[Entries shown — start]
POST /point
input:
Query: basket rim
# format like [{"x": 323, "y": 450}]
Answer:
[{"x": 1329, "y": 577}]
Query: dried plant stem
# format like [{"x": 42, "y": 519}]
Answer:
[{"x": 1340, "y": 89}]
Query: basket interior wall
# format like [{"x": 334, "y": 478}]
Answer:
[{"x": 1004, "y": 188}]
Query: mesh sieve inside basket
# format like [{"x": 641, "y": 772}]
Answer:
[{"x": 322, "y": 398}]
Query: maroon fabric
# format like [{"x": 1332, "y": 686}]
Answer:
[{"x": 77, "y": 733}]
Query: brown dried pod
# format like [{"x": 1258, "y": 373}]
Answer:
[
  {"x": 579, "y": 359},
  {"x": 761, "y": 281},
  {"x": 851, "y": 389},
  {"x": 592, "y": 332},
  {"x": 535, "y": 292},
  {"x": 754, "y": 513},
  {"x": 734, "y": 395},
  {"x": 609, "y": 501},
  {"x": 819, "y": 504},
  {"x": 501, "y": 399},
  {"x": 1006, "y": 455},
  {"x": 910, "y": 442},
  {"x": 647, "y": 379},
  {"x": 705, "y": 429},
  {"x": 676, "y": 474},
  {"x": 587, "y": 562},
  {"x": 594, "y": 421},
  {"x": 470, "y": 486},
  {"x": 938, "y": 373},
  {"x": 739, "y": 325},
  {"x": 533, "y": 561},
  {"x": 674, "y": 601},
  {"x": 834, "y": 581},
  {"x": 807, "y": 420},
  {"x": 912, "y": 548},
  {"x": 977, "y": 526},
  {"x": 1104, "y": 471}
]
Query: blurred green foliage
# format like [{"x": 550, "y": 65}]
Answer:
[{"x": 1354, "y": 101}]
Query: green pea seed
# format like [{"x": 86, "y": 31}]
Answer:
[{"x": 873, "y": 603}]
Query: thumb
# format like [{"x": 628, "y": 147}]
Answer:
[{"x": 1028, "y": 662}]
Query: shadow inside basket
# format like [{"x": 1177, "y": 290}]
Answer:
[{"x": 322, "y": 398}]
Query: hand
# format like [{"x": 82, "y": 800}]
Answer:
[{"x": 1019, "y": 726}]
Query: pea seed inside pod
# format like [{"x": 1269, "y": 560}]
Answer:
[Entries shown — finish]
Task details: The answer must be every line of the data that contains the word "Query".

Exercise response:
Query: basket rim
Query: dried plant stem
Query: basket interior wall
Query: mesh sieve inside basket
Query: maroon fabric
Query: brown dried pod
Query: blurred green foliage
Query: green pea seed
Query: thumb
Query: shadow inside basket
Query: hand
Query: pea seed inside pod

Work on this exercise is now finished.